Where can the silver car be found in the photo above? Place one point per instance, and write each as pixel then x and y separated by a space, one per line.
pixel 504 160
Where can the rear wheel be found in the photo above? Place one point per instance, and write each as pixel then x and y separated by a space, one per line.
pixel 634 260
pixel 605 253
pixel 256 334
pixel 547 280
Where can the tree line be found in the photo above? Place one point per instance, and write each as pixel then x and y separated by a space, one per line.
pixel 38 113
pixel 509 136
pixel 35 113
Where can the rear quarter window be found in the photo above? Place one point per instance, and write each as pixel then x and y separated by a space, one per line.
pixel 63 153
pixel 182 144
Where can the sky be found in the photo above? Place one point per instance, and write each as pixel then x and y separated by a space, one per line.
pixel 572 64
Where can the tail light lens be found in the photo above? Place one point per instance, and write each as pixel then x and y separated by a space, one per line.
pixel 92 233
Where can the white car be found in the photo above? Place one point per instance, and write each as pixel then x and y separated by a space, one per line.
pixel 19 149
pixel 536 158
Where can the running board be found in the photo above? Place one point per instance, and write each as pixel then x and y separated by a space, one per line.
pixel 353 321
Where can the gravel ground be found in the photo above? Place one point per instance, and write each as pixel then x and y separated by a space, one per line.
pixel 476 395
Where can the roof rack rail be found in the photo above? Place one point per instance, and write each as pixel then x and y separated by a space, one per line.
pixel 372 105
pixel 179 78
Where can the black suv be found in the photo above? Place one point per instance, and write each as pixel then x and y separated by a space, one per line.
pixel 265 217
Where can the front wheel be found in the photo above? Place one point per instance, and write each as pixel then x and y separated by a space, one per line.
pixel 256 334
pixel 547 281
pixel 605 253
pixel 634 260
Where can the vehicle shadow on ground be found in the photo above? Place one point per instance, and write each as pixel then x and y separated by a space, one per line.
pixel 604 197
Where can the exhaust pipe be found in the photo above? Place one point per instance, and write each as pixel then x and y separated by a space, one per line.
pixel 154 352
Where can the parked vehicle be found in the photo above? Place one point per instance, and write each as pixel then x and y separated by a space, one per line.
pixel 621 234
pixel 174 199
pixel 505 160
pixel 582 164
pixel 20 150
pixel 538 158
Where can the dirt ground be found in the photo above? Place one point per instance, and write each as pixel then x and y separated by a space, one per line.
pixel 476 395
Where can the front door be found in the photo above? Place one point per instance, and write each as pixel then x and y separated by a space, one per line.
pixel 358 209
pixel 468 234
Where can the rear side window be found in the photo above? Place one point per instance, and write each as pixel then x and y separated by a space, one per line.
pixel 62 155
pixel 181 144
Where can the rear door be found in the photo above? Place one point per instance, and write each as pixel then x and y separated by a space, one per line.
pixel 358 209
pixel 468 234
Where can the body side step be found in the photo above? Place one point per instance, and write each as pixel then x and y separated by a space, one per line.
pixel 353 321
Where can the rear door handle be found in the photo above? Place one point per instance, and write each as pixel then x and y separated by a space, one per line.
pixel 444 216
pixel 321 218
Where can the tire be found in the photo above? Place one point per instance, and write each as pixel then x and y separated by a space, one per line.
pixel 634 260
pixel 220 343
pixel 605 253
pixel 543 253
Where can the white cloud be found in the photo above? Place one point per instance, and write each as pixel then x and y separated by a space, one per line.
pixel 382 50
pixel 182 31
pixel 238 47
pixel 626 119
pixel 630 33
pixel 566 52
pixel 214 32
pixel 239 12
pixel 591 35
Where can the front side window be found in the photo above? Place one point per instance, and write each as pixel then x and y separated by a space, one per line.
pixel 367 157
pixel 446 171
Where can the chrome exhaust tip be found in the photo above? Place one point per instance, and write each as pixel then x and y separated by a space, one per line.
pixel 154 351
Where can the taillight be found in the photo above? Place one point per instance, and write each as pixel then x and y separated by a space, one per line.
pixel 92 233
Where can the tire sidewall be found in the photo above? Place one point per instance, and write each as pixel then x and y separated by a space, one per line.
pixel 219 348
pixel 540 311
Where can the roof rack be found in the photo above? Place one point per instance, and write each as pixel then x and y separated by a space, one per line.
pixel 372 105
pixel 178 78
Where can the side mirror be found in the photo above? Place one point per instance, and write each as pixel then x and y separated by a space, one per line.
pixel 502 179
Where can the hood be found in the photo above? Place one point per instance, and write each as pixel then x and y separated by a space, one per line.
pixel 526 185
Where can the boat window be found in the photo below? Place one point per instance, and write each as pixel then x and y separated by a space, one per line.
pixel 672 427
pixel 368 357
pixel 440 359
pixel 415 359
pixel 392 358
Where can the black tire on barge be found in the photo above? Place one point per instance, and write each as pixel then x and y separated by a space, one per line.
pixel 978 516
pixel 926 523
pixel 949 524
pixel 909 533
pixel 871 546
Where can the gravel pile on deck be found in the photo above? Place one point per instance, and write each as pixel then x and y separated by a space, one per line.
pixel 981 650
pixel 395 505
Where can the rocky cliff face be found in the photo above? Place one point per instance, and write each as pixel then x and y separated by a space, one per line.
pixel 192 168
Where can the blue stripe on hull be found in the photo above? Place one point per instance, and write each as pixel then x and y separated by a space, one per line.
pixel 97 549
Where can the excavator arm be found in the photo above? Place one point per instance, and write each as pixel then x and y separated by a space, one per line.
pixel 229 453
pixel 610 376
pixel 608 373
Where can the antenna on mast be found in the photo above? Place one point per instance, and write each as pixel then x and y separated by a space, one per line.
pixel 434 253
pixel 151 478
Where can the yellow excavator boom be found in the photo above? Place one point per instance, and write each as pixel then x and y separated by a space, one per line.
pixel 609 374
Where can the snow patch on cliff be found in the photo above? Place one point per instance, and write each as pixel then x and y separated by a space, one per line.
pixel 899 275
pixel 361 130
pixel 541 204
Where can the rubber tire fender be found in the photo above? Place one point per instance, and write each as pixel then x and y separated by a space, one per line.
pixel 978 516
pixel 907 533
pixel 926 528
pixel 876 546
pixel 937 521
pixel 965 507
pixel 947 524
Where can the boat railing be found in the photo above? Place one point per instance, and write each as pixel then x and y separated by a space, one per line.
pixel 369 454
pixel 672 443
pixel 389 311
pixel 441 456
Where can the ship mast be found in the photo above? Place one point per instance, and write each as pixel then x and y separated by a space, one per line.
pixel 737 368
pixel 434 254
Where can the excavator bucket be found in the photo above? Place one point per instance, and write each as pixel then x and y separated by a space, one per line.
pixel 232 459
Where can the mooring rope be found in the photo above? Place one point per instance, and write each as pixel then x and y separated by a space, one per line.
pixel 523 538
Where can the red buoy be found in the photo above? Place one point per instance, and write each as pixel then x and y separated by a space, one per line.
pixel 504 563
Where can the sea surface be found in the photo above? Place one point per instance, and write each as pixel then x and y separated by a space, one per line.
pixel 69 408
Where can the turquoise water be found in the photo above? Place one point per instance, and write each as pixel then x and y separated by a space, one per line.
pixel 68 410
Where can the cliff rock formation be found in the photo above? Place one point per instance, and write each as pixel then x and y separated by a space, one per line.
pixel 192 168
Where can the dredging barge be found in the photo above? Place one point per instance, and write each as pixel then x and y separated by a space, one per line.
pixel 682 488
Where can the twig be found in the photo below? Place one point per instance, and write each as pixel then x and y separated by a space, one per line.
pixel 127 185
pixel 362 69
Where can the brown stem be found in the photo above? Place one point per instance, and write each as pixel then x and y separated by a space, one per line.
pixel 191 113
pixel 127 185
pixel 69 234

#####

_How to complete this task_.
What is needed is a word-for-word copy of all the material.

_Completed exercise_.
Where can the silver car be found in the photo above? Place one point per instance, and write each as pixel then x and y separated by a space, one per line.
pixel 504 160
Where can the rear wheel be found in the photo above? Place one point per instance, and write each as pixel then x and y separated by a space, one per line.
pixel 634 260
pixel 605 253
pixel 256 334
pixel 547 280
Where can the tree line be found in the photo above? Place one point per instance, and write each as pixel then x and y separated by a space, one per line.
pixel 38 113
pixel 509 136
pixel 35 113
Where can the rear quarter window be found in the photo above? Place one point per instance, and write each as pixel then x and y separated by a space, one per line.
pixel 63 153
pixel 182 144
Where can the sky be found in the photo above? Place one point per instance, and write each as pixel then x and y separated by a space, one per line.
pixel 572 64
Where can the tail light lens be found in the photo above? Place one point per instance, and write each as pixel then x and y separated by a space, one per line.
pixel 92 233
Where can the white car be found in the photo above? Place one point per instance, and write each as pixel then x and y separated by a space, one per line.
pixel 19 149
pixel 536 158
Where can the running board be found in the photo above? Place one point per instance, and write each as pixel then x and y separated by a space, one per line.
pixel 353 321
Where can the gravel ground be found in the photo above? Place one point per instance, and write each as pixel then x and y separated by a space, one per line.
pixel 476 395
Where can the roof rack rail be found in the photo above? Place one point per instance, and write each as pixel then x and y separated by a space, one per line.
pixel 372 105
pixel 179 78
Where can the black suv be found in the photo above? Place one point per instance, and write each as pixel then x and y separated by a space, one per line.
pixel 265 217
Where can the front wheel be found in the photo above? Place one point per instance, and write each as pixel then x and y separated by a space, one per line.
pixel 256 334
pixel 547 281
pixel 605 253
pixel 634 260
Where can the vehicle shadow on ground be found in the photo above? Place one point per instance, and write each as pixel then x and y separated by a space, one per line.
pixel 604 197
Where can the exhaust pipe be found in the photo above? Place one point per instance, and write each as pixel then x and y separated by a space, one per line.
pixel 154 352
Where can the parked vehicle be found in the photo above? Place one point per instance, and write each as pixel then x and y separated by a space, one per line.
pixel 621 234
pixel 174 199
pixel 505 160
pixel 582 164
pixel 20 150
pixel 538 158
Where can the dirt ground be found in the photo above? Place one point per instance, and write each as pixel then x and y separated by a space, one per line.
pixel 476 395
Where can the front door be found in the photo above? Place one point per instance, and write each as pixel then x and y separated by a space, one per line.
pixel 358 209
pixel 468 234
Where can the rear side window be found in the photo above? Place one point per instance, and write each as pixel then x and y separated by a space, one per line.
pixel 62 155
pixel 181 144
Where can the rear door be found in the photo above? Place one point per instance, and write each as pixel then x and y separated by a space, one per line.
pixel 358 209
pixel 468 234
Where can the body side step be found in the photo above? Place one point per instance, and write each as pixel then x and y separated by a space, one per line.
pixel 353 321
Where can the rear door handle be found in the photo above? Place one point per instance, and write each as pixel then x and y separated by a space, one per line.
pixel 444 216
pixel 321 218
Where can the tire be found in the photo above? Place one point per instance, and write each as pixel then x and y separated by a space, one per line.
pixel 634 260
pixel 220 343
pixel 605 253
pixel 543 253
Where can the white cloud be found in the photo above? Place one point per instance, and write each as pixel then x and y separated by a space, one per line.
pixel 382 50
pixel 182 31
pixel 238 47
pixel 626 119
pixel 630 33
pixel 566 52
pixel 214 32
pixel 239 12
pixel 591 35
Where can the front side window be found in the photo above? Place one point per instance, and write each as pixel then x and y separated by a space, one per line.
pixel 367 157
pixel 446 171
Where can the chrome exhaust tip be found in the photo above? Place one point per instance, and write each as pixel then x and y separated by a space, one per line.
pixel 154 351
Where can the taillight be found in the photo above? Place one point per instance, and write each as pixel then x and y separated by a space, one per line.
pixel 92 233
Where can the tire sidewall be found in the photo above? Place one point per instance, and write each as pixel then x and y separated by a space, one per line.
pixel 219 348
pixel 540 311
Where can the roof rack be found in the photo above? Place one point per instance, and write each as pixel then x and y separated by a space, one per line.
pixel 372 105
pixel 178 78
Where can the side mirror be found in the photo above? Place one point per instance, and write each as pixel then x and y separated by a space, one per line.
pixel 502 179
Where can the hood be found in the photo above? Place one point per instance, and write each as pixel then x and y separated by a space, one per line.
pixel 526 185
Where can the boat window be found in the photo below? Place one point per instance, and write each as pixel then x and y separated by a space, one per line.
pixel 672 427
pixel 368 357
pixel 440 359
pixel 415 359
pixel 392 358
Where can the black tire on barge be found in the photo above? Place one point per instance, and write each as pixel then x and y separated by a space, one per line.
pixel 978 516
pixel 926 523
pixel 949 524
pixel 909 533
pixel 871 546
Where can the gravel pile on deck be found in the photo above? Place one point per instance, and write each as pixel then x and y separated by a space, one per line.
pixel 981 650
pixel 395 505
Where can the rocky cliff face be found in the photo above? Place one point per instance, and write each as pixel then x and y separated by a space, one per line.
pixel 192 168
Where can the blue stripe on hull be found in the photo above? Place one point per instance, and write each as pixel then x and y separated by a space, one per line.
pixel 97 549
Where can the excavator arm be found in the photo above? Place one point per instance, and write each as pixel then x and y separated by a space, one per line.
pixel 229 453
pixel 610 376
pixel 608 373
Where can the antenna on mast be found in the photo above? Place one point per instance, and write each as pixel then x and y separated by a space, one per line.
pixel 434 253
pixel 151 478
Where can the yellow excavator boom be found in the photo above? Place one point per instance, and write each as pixel then x and y separated by a space, one per line.
pixel 609 374
Where can the snow patch on cliff be found in the photo above? Place one point per instance, and write each as pixel then x and y separated by a space, one per line.
pixel 899 275
pixel 361 130
pixel 541 204
Where can the rubber tire fender be found in the photo above? Place one point per instance, and write each as pixel then x and y separated by a space, one per line.
pixel 978 516
pixel 907 533
pixel 926 528
pixel 876 546
pixel 937 521
pixel 965 507
pixel 947 524
Where can the boat railing be found in the photo above? Place one point per instance, and write each as pixel then x and y separated by a space, one per line.
pixel 369 454
pixel 672 443
pixel 389 311
pixel 441 456
Where can the ship mast be found in the photo above? Place one point per instance, and write each as pixel then x and y separated by a space, one per line.
pixel 737 368
pixel 434 254
Where can the excavator bucket be found in the photo above? Place one point per instance, and write each as pixel then x and y separated by a space, one per line.
pixel 232 459
Where can the mooring rope be found in the photo above? Place one point per instance, and write each as pixel then x and y separated by a space, one per line.
pixel 523 538
Where can the red buoy be found in the photo above? Place one point per instance, and write each as pixel then x and y separated by a space, one per line.
pixel 504 563
Where can the sea surface be found in the photo above? Place one point per instance, and write each as pixel then x and y separated by a space, one per line.
pixel 69 408
Where can the turquoise water be found in the photo above? Place one point per instance, and write each as pixel then x and y separated by a space, one per line.
pixel 68 410
Where can the cliff rock formation be found in the photo above? Place one point per instance, and write each as pixel then x and y separated by a space, one per line.
pixel 192 168
Where can the dredging barge be found in the photo above? Place one point per instance, and write each as pixel then x and y separated by a space, one per line.
pixel 682 488
Where can the twig be found in the photo below? Place one point per instance, and write each as pixel then x and y separated by a space, one per line.
pixel 127 185
pixel 362 69
Where can the brown stem be found in the photo above? Place one point per instance, and write each as pixel then x and y separated by a space, one per line.
pixel 191 113
pixel 127 185
pixel 69 234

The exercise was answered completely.